**What you have to do:** List every line in the items below that contains the word "positive", copying each such line in full.

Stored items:
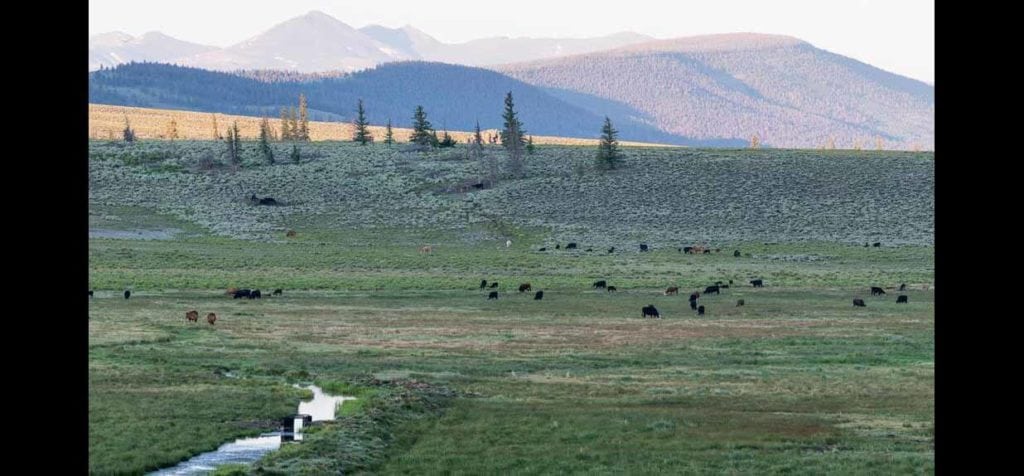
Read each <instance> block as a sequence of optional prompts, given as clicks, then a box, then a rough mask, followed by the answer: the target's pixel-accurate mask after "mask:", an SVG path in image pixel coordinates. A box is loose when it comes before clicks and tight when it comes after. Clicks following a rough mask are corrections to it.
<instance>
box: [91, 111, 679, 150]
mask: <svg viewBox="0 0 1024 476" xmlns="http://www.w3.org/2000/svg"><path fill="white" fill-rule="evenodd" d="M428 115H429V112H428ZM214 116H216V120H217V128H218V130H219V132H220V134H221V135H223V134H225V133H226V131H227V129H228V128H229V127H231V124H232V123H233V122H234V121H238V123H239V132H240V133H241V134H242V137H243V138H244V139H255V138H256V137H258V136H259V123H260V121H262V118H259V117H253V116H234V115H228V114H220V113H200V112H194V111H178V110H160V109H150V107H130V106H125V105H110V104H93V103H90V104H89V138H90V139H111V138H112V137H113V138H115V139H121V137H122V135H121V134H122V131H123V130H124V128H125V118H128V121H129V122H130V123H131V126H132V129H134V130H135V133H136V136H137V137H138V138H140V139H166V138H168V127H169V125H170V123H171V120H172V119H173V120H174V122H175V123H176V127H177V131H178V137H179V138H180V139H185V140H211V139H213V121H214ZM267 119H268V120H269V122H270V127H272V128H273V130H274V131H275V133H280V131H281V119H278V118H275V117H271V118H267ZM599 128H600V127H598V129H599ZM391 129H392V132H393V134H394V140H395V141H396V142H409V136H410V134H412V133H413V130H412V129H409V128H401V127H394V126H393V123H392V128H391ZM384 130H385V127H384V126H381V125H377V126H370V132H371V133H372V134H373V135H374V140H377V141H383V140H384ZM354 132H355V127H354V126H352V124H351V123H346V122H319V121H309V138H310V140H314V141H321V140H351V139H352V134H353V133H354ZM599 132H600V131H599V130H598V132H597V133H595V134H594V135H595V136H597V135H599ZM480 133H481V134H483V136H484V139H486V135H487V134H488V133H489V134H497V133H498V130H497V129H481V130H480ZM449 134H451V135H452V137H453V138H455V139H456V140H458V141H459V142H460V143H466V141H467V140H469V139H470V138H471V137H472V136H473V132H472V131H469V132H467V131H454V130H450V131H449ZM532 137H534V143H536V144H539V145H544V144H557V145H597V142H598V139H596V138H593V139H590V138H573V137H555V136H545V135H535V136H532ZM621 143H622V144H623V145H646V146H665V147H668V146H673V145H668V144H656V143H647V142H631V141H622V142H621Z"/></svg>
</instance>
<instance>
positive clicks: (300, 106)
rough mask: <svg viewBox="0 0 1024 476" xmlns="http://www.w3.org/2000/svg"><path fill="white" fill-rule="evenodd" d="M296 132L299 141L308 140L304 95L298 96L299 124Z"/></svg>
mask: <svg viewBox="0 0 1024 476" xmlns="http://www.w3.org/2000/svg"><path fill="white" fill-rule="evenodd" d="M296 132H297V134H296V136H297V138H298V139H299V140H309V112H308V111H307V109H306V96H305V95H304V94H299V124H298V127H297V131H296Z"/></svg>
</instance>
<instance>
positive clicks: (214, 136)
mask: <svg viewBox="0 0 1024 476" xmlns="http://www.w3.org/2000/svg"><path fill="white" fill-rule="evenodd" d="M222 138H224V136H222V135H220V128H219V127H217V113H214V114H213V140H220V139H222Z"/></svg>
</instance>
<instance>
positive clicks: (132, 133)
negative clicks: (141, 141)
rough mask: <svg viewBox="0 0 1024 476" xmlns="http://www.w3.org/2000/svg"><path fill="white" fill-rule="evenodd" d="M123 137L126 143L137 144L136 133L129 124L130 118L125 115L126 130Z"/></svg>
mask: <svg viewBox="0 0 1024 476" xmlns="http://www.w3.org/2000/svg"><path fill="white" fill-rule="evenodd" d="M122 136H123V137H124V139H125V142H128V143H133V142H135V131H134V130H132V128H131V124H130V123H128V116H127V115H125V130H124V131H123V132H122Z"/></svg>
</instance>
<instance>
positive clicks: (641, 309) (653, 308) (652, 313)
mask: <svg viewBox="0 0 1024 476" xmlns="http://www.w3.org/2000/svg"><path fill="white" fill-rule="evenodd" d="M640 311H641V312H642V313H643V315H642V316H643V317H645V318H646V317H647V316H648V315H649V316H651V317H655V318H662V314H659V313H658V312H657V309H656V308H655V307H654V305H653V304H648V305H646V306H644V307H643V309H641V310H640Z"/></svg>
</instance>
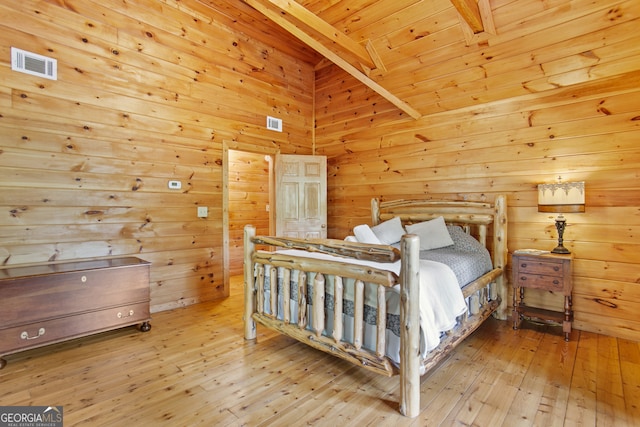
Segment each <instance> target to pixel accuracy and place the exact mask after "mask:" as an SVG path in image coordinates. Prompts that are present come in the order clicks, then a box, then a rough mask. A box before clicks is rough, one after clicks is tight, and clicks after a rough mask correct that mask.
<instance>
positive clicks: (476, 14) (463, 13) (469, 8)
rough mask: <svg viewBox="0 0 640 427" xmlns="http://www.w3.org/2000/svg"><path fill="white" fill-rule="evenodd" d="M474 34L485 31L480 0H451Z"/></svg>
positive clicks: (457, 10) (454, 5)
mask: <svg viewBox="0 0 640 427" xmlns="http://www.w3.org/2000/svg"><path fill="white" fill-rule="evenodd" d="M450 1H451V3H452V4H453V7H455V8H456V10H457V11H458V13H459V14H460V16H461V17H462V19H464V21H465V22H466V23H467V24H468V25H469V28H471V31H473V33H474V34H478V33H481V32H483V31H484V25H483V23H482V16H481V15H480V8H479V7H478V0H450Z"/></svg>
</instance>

**Finished exercise:**
positive clicks: (300, 106)
positive clicks: (214, 136)
positive clicks: (132, 133)
positive clicks: (641, 309) (653, 308) (652, 313)
positive clicks: (476, 14) (463, 13) (469, 8)
positive clicks: (457, 10) (454, 5)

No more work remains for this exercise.